### SHORT TASK
Write out these lines again, swapping "forked" for "split" and leaving everything else unchanged.

### DATA LISTING
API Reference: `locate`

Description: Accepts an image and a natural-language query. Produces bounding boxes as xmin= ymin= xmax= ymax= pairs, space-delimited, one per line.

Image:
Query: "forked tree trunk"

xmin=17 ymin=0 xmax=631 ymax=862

### PROBLEM SOLUTION
API Reference: `locate`

Description: Accepts an image and a natural-language query. Produces bounding boxes as xmin= ymin= xmax= ymax= pairs, space-delimited, one per line.

Image:
Query: "split tree trunk"

xmin=17 ymin=0 xmax=631 ymax=862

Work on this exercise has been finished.